Part of a data file
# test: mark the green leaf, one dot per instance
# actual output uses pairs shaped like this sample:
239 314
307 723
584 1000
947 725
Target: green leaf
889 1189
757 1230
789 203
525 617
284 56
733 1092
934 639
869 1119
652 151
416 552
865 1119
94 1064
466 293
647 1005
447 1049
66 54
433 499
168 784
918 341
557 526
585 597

* GOAL OF THE EXERCISE: Could you write out these rows again, replacing "green leaf" with "yellow leaf" wherever it occurs and leaving everything else untouched?

* REPLY:
# test: mark the yellow leaf, one dot per instance
# actual output uses pairs shaped like this sample:
239 314
307 723
584 1000
947 725
Target: yellow leaf
889 1189
757 1230
789 203
525 617
284 56
733 1092
934 639
869 1119
652 151
416 552
865 1119
94 1064
466 293
647 1005
447 1049
66 54
433 499
168 784
918 341
557 526
585 597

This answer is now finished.